--- start of Text provided ---

The upper 14 includes a collar 62 extending around an opening though which the wearer inserts the foot into the footwear 10. The collar 62 may include an element (not shown) which draws the upper 14 toward the foot of the wearer to keep the footwear 10 securely on the foot. The element of the collar 62 may comprise an elastic element which pulls the upper 14 toward the center of the opening. Additionally and/or alternatively, the element of the collar 62 may comprise a lace which may extend partially from the collar 62 such that the lace may be drawn up to tighten the upper about the foot of the wearer.

FIG. 4 shows the full, free, and independent articulation of the toe portions 26. As described, these toe portions 26 extend around each individual toe of the wearer to permit independent articulation thereof.

In an alternate embodiment of the invention, two or more of the toe portions 26 may be partially or completely connected together. For example, two or more toe portions 26 may be connected by a webbing which extends between the portions 26. Alternatively, one or more of the toe portions 26 may be configured to contain two or more corresponding toes of the wearer. Such configurations would allow independent toe articulation and continue to provide comfort and protection to the feet of the wearer.

FIGS. 6-8 show a footwear 100 in an alternate embodiment of the invention. Elements of the footwear 100 which are consistent with those discussed regarding the footwear 10 are indicated herein by consistent reference numerals and, for sake of brevity, are not reintroduced nor discussed in great detail; instead references is made to the foregoing descriptions.

The footwear 100 is substantially similar to the footwear 10 discussed herein above. However, the sole 12 of the footwear 100 includes a concavity 102 formed in the fore-foot portion 22 of the footwear 100. The sole 12 further includes a corresponding convexity 104 protruding upward into the foot cavity formed by the upper 14 and the sole 12. The convexity 104 is shown in FIGS. 7 and 8 and generally comprises a rounded element disposed in the fore-foot portion 22 of the footwear 100. The shape of the convexity 104 and the location of the convexity 104 within the footwear 100 are shown in the drawings by way of example only. The convexity 104 may assume any desired shape and may be formed in any desired position on the sole 12. When the footwear 100 is worn, the convexity presses gently at the underside of the wearer's foot when minimal weight is placed on the sole 12. This gentle upward pressure of the convexity 104 provides a soothing, comfortable feeling to the wearer. When the wearer places weight upon the sole 12 at the convexity 104, the convexity 104 deflects outward into the concavity 102 and does not impede the wearer's movement and/or balance. Additionally, the gentle upward force provided by the convexity 104 at or just prior to applying weight thereto can serve to splay the toes of the wearer for added comfort and/or to provide enhanced contact with the ground.

--- end of Text provided ---
--- start of Stored records ---

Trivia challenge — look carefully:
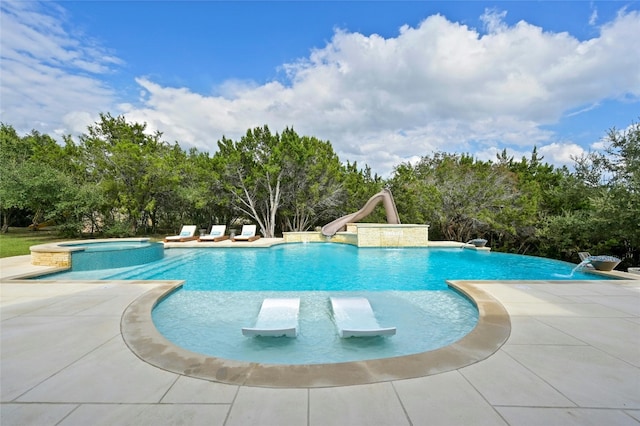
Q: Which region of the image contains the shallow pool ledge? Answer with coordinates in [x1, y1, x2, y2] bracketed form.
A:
[121, 281, 511, 388]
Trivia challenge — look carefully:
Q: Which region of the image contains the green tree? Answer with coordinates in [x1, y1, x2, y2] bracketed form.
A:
[80, 114, 184, 234]
[0, 124, 71, 232]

--- end of Stored records ---

In the footwear description, what does the convexity 104 do when the wearer places weight on the sole 12 at the convexity? The entries are separate material with no connection to the footwear description.

It deflects outward into the concavity 102 and does not impede the wearer's movement and/or balance.